PROBLEMS >>
1. In the forum post below, rewrite the paragraph beginning "I am using the JDBC URL" more briefly while keeping its main facts.
2. Write out everything in the forum post from "I am using the" down to "I am using.", word for word.

TEXT PROVIDED >>
|---|
Thanks @Shua42.
I am using the JDBC URL of a running SQL warehouse to write data directly to a Databricks table from my local machine. But its write performance is inferior. I tried adding `batchSize` and `numPartitions`, but the performance still did not improve at all. Below is the snippet I am using.
spark = SparkSession.builder()
.appName("JsonToDatabricksLocalJDBC")
.master("local[*]")
.config("spark.driver.memory", driverMemory)
.config("spark.sql.warehouse.dir", "spark-warehouse-" + System.currentTimeMillis())
|---|
RECORDS SHOWN >>
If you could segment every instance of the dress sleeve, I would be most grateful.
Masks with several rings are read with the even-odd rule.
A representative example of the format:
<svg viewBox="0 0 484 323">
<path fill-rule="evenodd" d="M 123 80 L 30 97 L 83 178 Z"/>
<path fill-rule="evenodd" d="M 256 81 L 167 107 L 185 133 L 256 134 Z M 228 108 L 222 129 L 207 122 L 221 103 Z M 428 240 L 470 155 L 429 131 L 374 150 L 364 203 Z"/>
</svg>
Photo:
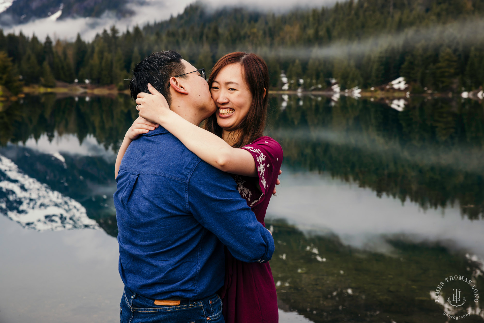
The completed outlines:
<svg viewBox="0 0 484 323">
<path fill-rule="evenodd" d="M 264 196 L 271 194 L 274 189 L 279 176 L 279 170 L 282 164 L 282 148 L 277 141 L 271 137 L 262 137 L 240 149 L 250 153 L 256 162 L 260 191 L 256 196 L 250 197 L 249 199 L 245 197 L 249 205 L 254 206 L 262 201 Z M 236 182 L 239 192 L 243 197 L 244 183 L 240 180 L 240 178 L 236 178 Z"/>
</svg>

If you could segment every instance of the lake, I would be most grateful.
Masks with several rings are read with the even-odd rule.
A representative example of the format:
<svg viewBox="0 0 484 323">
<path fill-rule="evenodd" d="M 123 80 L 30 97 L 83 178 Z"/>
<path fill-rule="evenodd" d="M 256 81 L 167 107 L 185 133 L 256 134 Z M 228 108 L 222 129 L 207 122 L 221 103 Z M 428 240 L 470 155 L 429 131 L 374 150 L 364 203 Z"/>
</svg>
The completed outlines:
<svg viewBox="0 0 484 323">
<path fill-rule="evenodd" d="M 402 104 L 271 97 L 281 322 L 484 322 L 483 103 Z M 114 167 L 135 105 L 0 107 L 0 322 L 117 322 Z"/>
</svg>

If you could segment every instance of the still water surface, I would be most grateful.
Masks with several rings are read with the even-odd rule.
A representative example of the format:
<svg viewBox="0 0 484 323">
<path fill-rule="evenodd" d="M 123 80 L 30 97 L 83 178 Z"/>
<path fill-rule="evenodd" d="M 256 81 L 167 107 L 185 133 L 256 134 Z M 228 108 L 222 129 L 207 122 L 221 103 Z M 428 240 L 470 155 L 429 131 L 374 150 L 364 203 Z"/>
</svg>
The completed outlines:
<svg viewBox="0 0 484 323">
<path fill-rule="evenodd" d="M 484 322 L 464 285 L 461 307 L 442 299 L 452 289 L 434 300 L 451 275 L 484 289 L 482 104 L 417 98 L 399 112 L 295 95 L 271 106 L 267 133 L 285 154 L 267 216 L 281 322 Z M 113 173 L 136 112 L 122 95 L 2 108 L 0 322 L 118 320 Z"/>
</svg>

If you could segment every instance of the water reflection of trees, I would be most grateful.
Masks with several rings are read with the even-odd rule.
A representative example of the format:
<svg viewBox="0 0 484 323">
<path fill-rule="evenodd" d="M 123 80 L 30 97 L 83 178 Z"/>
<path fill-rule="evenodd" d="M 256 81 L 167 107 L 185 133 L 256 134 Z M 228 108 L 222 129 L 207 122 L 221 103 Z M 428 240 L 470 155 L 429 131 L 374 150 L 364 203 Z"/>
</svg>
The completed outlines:
<svg viewBox="0 0 484 323">
<path fill-rule="evenodd" d="M 346 97 L 294 95 L 282 109 L 283 100 L 271 98 L 268 133 L 280 141 L 285 165 L 327 172 L 424 208 L 458 202 L 466 216 L 484 216 L 481 104 L 414 97 L 399 112 Z M 0 111 L 0 144 L 44 134 L 52 140 L 57 132 L 81 142 L 91 134 L 115 151 L 137 116 L 134 107 L 126 95 L 28 96 Z"/>
<path fill-rule="evenodd" d="M 106 149 L 117 150 L 120 139 L 137 117 L 135 105 L 123 95 L 60 99 L 54 94 L 27 96 L 0 111 L 0 144 L 25 142 L 43 134 L 52 140 L 57 132 L 74 134 L 81 143 L 91 134 Z"/>
<path fill-rule="evenodd" d="M 272 99 L 268 133 L 284 162 L 327 172 L 423 208 L 458 201 L 463 215 L 484 216 L 484 110 L 470 100 L 412 99 L 401 112 L 342 98 Z"/>
<path fill-rule="evenodd" d="M 267 224 L 274 229 L 271 267 L 279 308 L 317 323 L 443 322 L 443 308 L 429 292 L 449 273 L 480 272 L 478 263 L 438 245 L 388 238 L 392 251 L 385 255 L 346 246 L 337 237 L 305 234 L 283 221 Z M 473 281 L 481 286 L 484 279 L 478 274 Z M 482 307 L 471 303 L 474 312 Z"/>
</svg>

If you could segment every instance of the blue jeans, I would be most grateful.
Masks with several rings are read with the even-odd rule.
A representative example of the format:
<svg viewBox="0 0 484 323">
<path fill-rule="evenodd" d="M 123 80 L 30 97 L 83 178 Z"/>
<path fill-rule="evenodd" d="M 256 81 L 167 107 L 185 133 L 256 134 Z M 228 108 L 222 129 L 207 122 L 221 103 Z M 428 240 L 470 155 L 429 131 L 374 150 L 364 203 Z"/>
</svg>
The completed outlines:
<svg viewBox="0 0 484 323">
<path fill-rule="evenodd" d="M 154 300 L 126 287 L 121 298 L 121 323 L 224 323 L 222 300 L 214 294 L 195 301 L 181 301 L 176 306 L 155 305 Z"/>
</svg>

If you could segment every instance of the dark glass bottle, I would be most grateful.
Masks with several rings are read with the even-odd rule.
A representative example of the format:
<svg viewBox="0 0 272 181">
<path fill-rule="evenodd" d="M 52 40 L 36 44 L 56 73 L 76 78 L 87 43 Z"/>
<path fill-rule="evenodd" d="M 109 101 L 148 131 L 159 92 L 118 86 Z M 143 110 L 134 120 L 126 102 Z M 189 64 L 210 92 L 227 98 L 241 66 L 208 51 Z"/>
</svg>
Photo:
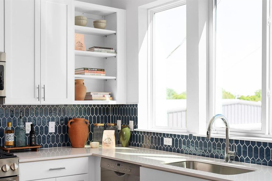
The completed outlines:
<svg viewBox="0 0 272 181">
<path fill-rule="evenodd" d="M 35 130 L 34 129 L 34 125 L 32 124 L 30 125 L 31 129 L 29 132 L 29 146 L 35 146 Z"/>
<path fill-rule="evenodd" d="M 11 122 L 8 122 L 8 127 L 5 132 L 5 148 L 14 147 L 14 130 L 11 129 Z"/>
</svg>

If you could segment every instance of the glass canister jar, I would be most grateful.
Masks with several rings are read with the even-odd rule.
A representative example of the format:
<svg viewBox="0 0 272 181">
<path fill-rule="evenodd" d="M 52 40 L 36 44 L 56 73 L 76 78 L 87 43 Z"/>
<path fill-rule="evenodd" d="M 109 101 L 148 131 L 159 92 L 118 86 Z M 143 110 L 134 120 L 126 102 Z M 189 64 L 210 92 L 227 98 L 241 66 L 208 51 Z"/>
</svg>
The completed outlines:
<svg viewBox="0 0 272 181">
<path fill-rule="evenodd" d="M 103 132 L 105 130 L 104 123 L 95 123 L 94 124 L 94 134 L 93 139 L 94 141 L 99 142 L 99 145 L 102 144 Z"/>
<path fill-rule="evenodd" d="M 118 144 L 118 128 L 117 124 L 116 123 L 107 123 L 107 130 L 114 130 L 114 136 L 115 136 L 115 144 Z"/>
</svg>

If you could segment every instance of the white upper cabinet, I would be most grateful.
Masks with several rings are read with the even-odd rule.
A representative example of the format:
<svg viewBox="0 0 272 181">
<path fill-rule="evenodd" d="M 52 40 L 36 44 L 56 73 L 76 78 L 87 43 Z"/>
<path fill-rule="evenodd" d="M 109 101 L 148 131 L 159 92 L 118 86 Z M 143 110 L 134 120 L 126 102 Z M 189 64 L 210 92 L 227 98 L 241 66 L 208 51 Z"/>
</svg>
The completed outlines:
<svg viewBox="0 0 272 181">
<path fill-rule="evenodd" d="M 71 1 L 41 2 L 41 103 L 71 103 L 73 89 Z"/>
<path fill-rule="evenodd" d="M 39 6 L 38 1 L 5 1 L 6 103 L 40 102 Z"/>
<path fill-rule="evenodd" d="M 4 52 L 4 4 L 0 1 L 0 52 Z"/>
</svg>

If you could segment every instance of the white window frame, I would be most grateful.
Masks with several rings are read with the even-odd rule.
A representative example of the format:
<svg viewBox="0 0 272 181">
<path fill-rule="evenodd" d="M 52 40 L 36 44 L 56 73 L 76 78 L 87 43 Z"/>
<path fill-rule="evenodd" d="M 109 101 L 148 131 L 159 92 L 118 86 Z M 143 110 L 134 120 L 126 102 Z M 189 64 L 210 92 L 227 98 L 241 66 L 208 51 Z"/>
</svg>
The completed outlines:
<svg viewBox="0 0 272 181">
<path fill-rule="evenodd" d="M 216 1 L 212 1 L 212 17 L 210 16 L 210 20 L 212 22 L 212 36 L 210 37 L 210 62 L 209 62 L 210 78 L 208 79 L 210 85 L 209 104 L 210 111 L 210 118 L 214 115 L 215 113 L 215 20 L 216 18 Z M 271 25 L 267 25 L 268 20 L 271 14 L 271 3 L 270 4 L 270 1 L 263 1 L 262 11 L 262 107 L 261 107 L 261 130 L 248 130 L 230 129 L 231 134 L 234 135 L 243 136 L 258 136 L 260 134 L 266 134 L 271 133 L 271 129 L 269 126 L 269 123 L 271 122 L 272 111 L 271 107 L 271 97 L 270 90 L 271 89 L 271 50 L 269 49 L 270 46 L 271 47 Z M 264 11 L 265 10 L 265 11 Z M 269 105 L 270 105 L 270 108 Z M 269 110 L 270 111 L 269 111 Z M 270 124 L 271 127 L 271 125 Z M 219 134 L 224 134 L 225 131 L 224 128 L 214 127 L 215 132 Z"/>
<path fill-rule="evenodd" d="M 155 80 L 154 78 L 154 60 L 153 59 L 154 53 L 154 47 L 153 45 L 154 44 L 154 38 L 153 35 L 154 33 L 154 15 L 155 13 L 167 10 L 186 4 L 185 0 L 178 1 L 174 2 L 168 3 L 167 4 L 160 5 L 154 8 L 149 9 L 148 10 L 148 24 L 151 25 L 148 30 L 148 70 L 149 73 L 148 73 L 148 98 L 149 100 L 150 103 L 148 106 L 148 112 L 150 112 L 149 117 L 150 118 L 150 121 L 148 122 L 148 129 L 151 130 L 170 130 L 177 132 L 186 132 L 187 128 L 174 128 L 170 127 L 163 127 L 156 126 L 155 120 L 155 90 L 154 90 Z M 165 120 L 166 121 L 167 120 Z M 187 122 L 187 121 L 186 121 Z M 186 123 L 187 124 L 187 123 Z"/>
</svg>

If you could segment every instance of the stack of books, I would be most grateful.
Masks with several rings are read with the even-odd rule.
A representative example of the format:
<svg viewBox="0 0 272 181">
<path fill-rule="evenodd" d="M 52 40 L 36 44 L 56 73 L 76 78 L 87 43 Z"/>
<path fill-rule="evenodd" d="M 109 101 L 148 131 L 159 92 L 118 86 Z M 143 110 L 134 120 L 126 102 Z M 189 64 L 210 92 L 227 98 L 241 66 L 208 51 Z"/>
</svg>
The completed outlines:
<svg viewBox="0 0 272 181">
<path fill-rule="evenodd" d="M 80 68 L 75 69 L 75 75 L 105 76 L 105 69 L 94 68 Z"/>
<path fill-rule="evenodd" d="M 89 92 L 86 93 L 84 100 L 111 100 L 110 92 Z"/>
<path fill-rule="evenodd" d="M 89 48 L 87 50 L 89 52 L 101 52 L 102 53 L 116 53 L 115 50 L 112 48 L 107 47 L 101 47 L 100 46 L 93 46 Z"/>
</svg>

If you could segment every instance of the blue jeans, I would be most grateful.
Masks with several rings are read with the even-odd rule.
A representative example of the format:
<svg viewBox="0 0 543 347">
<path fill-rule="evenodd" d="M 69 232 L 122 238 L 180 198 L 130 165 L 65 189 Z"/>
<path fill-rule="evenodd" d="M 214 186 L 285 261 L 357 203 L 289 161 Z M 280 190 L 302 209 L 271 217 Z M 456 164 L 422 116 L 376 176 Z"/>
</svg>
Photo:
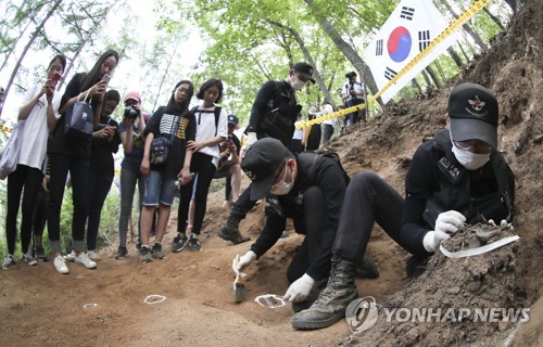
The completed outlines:
<svg viewBox="0 0 543 347">
<path fill-rule="evenodd" d="M 103 203 L 113 183 L 113 176 L 89 172 L 89 221 L 87 224 L 87 250 L 97 248 L 98 229 L 100 228 L 100 216 Z"/>
<path fill-rule="evenodd" d="M 126 233 L 132 213 L 134 193 L 138 183 L 138 241 L 141 243 L 141 206 L 146 191 L 146 178 L 128 169 L 121 169 L 121 214 L 118 215 L 118 245 L 126 247 Z"/>
<path fill-rule="evenodd" d="M 146 179 L 143 206 L 159 206 L 159 203 L 172 206 L 175 197 L 175 177 L 151 170 Z"/>
</svg>

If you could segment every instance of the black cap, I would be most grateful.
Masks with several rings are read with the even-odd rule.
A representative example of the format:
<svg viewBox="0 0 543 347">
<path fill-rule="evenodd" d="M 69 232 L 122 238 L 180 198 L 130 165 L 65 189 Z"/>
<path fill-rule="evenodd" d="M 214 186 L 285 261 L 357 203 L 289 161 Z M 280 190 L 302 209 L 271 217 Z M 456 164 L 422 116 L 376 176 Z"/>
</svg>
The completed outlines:
<svg viewBox="0 0 543 347">
<path fill-rule="evenodd" d="M 228 124 L 237 126 L 239 124 L 239 119 L 236 115 L 228 115 Z"/>
<path fill-rule="evenodd" d="M 497 100 L 492 92 L 477 83 L 453 88 L 449 98 L 451 134 L 455 141 L 480 140 L 497 147 Z"/>
<path fill-rule="evenodd" d="M 310 64 L 304 62 L 295 63 L 294 66 L 292 66 L 292 69 L 296 73 L 302 74 L 305 77 L 305 79 L 308 79 L 313 83 L 315 83 L 315 79 L 313 79 L 314 68 Z"/>
<path fill-rule="evenodd" d="M 349 78 L 349 79 L 351 79 L 351 78 L 353 78 L 353 77 L 356 77 L 356 73 L 355 73 L 355 72 L 350 72 L 350 73 L 346 73 L 346 74 L 345 74 L 345 77 L 346 77 L 346 78 Z"/>
<path fill-rule="evenodd" d="M 256 201 L 269 194 L 274 185 L 275 174 L 285 163 L 289 151 L 279 141 L 264 138 L 256 141 L 247 151 L 241 168 L 253 181 L 251 184 L 251 200 Z"/>
</svg>

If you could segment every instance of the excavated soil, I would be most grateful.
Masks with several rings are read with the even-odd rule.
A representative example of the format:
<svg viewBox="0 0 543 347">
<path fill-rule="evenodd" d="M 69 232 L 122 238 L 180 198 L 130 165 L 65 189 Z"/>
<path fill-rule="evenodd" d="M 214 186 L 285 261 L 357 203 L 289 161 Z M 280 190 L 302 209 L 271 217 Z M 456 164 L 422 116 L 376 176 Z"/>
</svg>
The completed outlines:
<svg viewBox="0 0 543 347">
<path fill-rule="evenodd" d="M 381 308 L 530 308 L 528 322 L 500 318 L 476 323 L 470 317 L 462 322 L 386 322 L 380 313 L 376 325 L 359 334 L 351 334 L 345 320 L 320 331 L 295 331 L 289 306 L 270 309 L 254 298 L 286 292 L 286 268 L 301 236 L 289 227 L 291 235 L 248 269 L 247 300 L 235 304 L 231 260 L 250 244 L 231 245 L 217 236 L 228 215 L 222 207 L 224 192 L 218 191 L 209 197 L 200 253 L 167 253 L 162 261 L 140 264 L 132 244 L 124 260 L 113 259 L 112 245 L 101 250 L 103 260 L 96 270 L 71 264 L 71 273 L 61 275 L 49 261 L 37 267 L 18 262 L 0 271 L 0 346 L 543 345 L 540 33 L 541 1 L 526 1 L 508 29 L 454 81 L 389 105 L 328 147 L 340 154 L 350 175 L 374 170 L 402 192 L 416 147 L 445 126 L 452 87 L 475 81 L 493 90 L 501 106 L 500 150 L 517 182 L 515 229 L 507 232 L 520 240 L 472 258 L 437 254 L 413 281 L 405 272 L 408 254 L 376 226 L 368 254 L 380 277 L 357 279 L 357 287 L 361 297 L 374 297 Z M 253 240 L 264 222 L 262 205 L 241 223 Z M 173 219 L 165 244 L 175 230 Z M 150 295 L 164 300 L 146 304 Z"/>
</svg>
|---|
RESPONSES FOR EACH TASK >>
1. Writing data from a local machine straight to a Databricks table through a running SQL warehouse's JDBC URL gives poor write performance. Adding `batchSize` and `numPartitions` brought no improvement, and the snippet in use follows.

2.
I am using the JDBC URL of a running SQL warehouse to write data directly to a Databricks table from my local machine. But its write performance is inferior. I tried adding `batchSize` and `numPartitions`, but the performance still did not improve at all. Below is the snippet I am using.